**DOCUMENT SECTION**
A snake antivenom based on antibodies from a hyperimmune man seems to be effective against the bites of multiple species, raising the possibility that a universal treatment may be within reach.

Snake bites cause up to 137,000 deaths a year and around three times as many amputations and disabilities. Antivenoms are currently created for individual snake species using antibodies from sheep or horses that have been exposed to their venom.

But the infusion of non-human antibodies can cause severe side effects, such as life-threatening allergic reactions. It also means that the snake responsible for a bite needs to be identified before an antivenom can be delivered.

Jacob Glanville at biotechnology firm Centivax in San Francisco, California, and his colleagues are looking for broadly neutralising antibodies that could be developed into an antivenom that works against many, or even all, venomous snakes. “Although there are 650 species of venomous snakes, all of their venom uses the same 10 general classes of toxins,” says Glanville.

The researchers first sought out someone who had been bitten multiple times by different snakes. “Perhaps a clumsy snake researcher,” says Glanville. Then he heard media reports about Tim Friede, who, according to his online biography, has “self-administered over 700 escalating doses of snake venom from the world’s deadliest snakes”.

“If anyone could have generated broadly neutralising antibodies against snake venom, it would have been Tim Friede,” says Glanville.

Excerpts from a dataset:

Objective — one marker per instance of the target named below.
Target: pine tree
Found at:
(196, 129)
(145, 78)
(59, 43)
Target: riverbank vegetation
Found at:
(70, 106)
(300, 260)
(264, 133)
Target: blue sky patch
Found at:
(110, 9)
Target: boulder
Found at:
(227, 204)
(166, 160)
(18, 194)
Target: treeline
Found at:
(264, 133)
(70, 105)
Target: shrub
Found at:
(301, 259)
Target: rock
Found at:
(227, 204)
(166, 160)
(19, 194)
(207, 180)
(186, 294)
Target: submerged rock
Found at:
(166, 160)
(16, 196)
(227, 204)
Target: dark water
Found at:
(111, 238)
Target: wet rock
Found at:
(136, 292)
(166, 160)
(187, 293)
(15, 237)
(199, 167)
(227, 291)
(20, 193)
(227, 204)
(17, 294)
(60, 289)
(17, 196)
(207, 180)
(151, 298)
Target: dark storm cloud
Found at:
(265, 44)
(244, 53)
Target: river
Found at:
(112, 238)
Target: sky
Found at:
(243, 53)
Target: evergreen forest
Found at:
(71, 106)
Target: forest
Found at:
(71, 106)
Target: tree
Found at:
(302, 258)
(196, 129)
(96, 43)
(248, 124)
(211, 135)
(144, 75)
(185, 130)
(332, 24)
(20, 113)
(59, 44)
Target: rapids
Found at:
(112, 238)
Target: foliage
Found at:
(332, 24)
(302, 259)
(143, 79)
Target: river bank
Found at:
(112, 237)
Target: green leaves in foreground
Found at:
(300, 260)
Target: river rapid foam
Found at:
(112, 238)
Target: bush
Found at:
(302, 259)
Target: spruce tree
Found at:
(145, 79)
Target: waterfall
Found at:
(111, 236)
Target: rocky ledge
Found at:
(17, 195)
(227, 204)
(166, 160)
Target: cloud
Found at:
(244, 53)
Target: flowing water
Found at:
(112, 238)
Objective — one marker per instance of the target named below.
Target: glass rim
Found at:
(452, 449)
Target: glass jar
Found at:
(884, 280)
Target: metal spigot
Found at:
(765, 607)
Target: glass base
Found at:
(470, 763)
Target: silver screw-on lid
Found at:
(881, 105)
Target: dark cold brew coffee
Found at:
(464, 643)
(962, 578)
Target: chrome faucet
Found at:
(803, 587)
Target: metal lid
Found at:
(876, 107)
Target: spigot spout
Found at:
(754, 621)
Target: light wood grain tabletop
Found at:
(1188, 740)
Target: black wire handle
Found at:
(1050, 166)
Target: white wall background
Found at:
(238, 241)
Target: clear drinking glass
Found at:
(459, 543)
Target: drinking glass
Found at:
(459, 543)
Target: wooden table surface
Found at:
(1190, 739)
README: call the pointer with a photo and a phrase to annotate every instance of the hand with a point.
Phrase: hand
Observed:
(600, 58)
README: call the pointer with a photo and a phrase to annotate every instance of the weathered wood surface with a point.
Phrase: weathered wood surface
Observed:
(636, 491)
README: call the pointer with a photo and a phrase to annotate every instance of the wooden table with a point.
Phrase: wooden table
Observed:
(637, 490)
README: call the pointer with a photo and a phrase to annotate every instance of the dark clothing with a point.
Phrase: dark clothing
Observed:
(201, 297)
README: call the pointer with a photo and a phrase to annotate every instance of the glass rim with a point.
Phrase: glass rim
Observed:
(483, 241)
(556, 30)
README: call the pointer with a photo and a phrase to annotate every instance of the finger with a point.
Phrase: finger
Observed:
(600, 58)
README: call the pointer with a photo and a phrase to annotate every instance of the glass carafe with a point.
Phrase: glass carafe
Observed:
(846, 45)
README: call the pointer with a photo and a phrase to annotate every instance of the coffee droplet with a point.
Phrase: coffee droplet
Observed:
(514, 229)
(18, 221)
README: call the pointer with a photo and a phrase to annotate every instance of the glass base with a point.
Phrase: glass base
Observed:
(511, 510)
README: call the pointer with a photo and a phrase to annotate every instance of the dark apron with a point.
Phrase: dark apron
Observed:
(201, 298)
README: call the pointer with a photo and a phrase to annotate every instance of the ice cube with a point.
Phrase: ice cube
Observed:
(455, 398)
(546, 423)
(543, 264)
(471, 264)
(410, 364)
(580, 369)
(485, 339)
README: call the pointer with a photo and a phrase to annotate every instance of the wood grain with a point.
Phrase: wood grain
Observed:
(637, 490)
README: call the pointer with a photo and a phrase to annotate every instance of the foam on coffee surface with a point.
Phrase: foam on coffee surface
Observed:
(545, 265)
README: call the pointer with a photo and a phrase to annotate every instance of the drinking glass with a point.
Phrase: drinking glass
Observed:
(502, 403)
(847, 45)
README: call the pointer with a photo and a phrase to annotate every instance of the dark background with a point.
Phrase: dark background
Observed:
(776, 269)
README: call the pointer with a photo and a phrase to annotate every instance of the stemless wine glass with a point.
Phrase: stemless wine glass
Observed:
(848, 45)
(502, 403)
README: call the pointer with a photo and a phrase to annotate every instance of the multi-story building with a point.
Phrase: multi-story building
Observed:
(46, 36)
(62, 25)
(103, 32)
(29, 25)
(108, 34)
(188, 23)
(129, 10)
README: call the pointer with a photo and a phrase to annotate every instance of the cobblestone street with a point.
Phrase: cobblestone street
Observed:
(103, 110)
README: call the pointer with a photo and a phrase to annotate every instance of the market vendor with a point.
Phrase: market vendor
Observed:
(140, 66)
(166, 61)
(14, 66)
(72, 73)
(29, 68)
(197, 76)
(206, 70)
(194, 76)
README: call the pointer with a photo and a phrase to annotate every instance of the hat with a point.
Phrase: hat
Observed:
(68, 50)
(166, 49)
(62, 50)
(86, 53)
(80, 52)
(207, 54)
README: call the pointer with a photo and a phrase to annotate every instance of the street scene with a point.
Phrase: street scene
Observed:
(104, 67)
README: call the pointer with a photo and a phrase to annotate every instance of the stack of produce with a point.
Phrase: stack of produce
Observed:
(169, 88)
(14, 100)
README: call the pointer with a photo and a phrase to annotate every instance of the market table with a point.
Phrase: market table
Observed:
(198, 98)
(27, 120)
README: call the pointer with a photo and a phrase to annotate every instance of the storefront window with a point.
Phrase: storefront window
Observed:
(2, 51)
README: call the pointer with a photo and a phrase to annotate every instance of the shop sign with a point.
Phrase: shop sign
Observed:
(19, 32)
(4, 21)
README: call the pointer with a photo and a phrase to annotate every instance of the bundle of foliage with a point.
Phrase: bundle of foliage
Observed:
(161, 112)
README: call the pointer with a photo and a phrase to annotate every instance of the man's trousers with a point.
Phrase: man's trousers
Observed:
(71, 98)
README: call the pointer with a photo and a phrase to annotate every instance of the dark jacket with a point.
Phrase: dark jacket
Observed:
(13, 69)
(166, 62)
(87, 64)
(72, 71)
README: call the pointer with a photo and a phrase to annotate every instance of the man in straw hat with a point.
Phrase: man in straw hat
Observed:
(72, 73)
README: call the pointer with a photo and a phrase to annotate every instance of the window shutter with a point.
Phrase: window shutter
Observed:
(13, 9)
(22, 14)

**WORK REQUEST**
In the passage on snake antivenom, copy everything from "Snake bites cause" down to "can be delivered.", substituting "goats" for "sheep".

**SOLUTION TO THIS PROBLEM**
Snake bites cause up to 137,000 deaths a year and around three times as many amputations and disabilities. Antivenoms are currently created for individual snake species using antibodies from goats or horses that have been exposed to their venom.

But the infusion of non-human antibodies can cause severe side effects, such as life-threatening allergic reactions. It also means that the snake responsible for a bite needs to be identified before an antivenom can be delivered.